# Input for this task
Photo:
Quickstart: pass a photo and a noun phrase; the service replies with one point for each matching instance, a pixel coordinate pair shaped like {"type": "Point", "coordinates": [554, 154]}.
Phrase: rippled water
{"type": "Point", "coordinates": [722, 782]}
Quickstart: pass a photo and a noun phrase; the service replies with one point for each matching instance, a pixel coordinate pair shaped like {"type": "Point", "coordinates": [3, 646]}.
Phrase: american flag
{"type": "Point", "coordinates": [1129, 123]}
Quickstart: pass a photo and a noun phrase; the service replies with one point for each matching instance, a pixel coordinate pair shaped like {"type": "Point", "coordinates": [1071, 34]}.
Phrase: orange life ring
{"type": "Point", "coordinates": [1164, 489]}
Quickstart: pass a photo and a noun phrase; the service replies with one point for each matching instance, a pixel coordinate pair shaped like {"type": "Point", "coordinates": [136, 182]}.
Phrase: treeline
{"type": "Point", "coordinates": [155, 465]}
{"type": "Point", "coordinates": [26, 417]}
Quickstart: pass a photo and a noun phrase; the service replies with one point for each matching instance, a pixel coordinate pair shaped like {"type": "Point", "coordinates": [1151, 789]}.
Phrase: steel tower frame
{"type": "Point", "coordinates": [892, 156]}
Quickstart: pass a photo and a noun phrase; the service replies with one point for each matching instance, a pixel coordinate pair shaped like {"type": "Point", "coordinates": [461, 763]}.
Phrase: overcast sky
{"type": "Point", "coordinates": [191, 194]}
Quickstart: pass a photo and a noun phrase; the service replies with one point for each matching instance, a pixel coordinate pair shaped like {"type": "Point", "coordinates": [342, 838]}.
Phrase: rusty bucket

# Stated problem
Transcribe all of the data above, line for line, keeping every character, space, and bracket unchanged.

# Result for this task
Photo:
Quickstart: pass a photo and a noun phrase; the service replies with one point for each matching instance, a pixel coordinate pair shaped like {"type": "Point", "coordinates": [554, 154]}.
Phrase: rippled water
{"type": "Point", "coordinates": [722, 782]}
Quickstart: pass a photo and a noun phrase; the service replies with one point for each matching instance, a pixel coordinate pair shaped like {"type": "Point", "coordinates": [3, 646]}.
Phrase: american flag
{"type": "Point", "coordinates": [1129, 123]}
Quickstart: pass a photo and a noun phrase; the service replies with one point for each matching instance, a pixel coordinate pair shaped like {"type": "Point", "coordinates": [1071, 34]}.
Phrase: orange life ring
{"type": "Point", "coordinates": [1164, 489]}
Quickstart: pass a photo and a noun phrase; the service replies with one point for each matching instance, a pixel coordinate pair shaped like {"type": "Point", "coordinates": [136, 182]}.
Phrase: treeline
{"type": "Point", "coordinates": [155, 465]}
{"type": "Point", "coordinates": [26, 417]}
Quickstart: pass a photo and a noun phrase; the service replies with one point for each matching instance, a pixel coordinate pair shaped like {"type": "Point", "coordinates": [1151, 789]}.
Phrase: steel tower frame
{"type": "Point", "coordinates": [892, 156]}
Quickstart: pass a photo and a noun phrase; the service replies with one point for each matching instance, a pixel coordinate pair shaped like {"type": "Point", "coordinates": [461, 763]}.
Phrase: overcast sky
{"type": "Point", "coordinates": [191, 194]}
Quickstart: pass a photo and a noun phrase; the service replies with one point for each matching instance, a pixel coordinate pair shaped like {"type": "Point", "coordinates": [342, 838]}.
Phrase: rusty bucket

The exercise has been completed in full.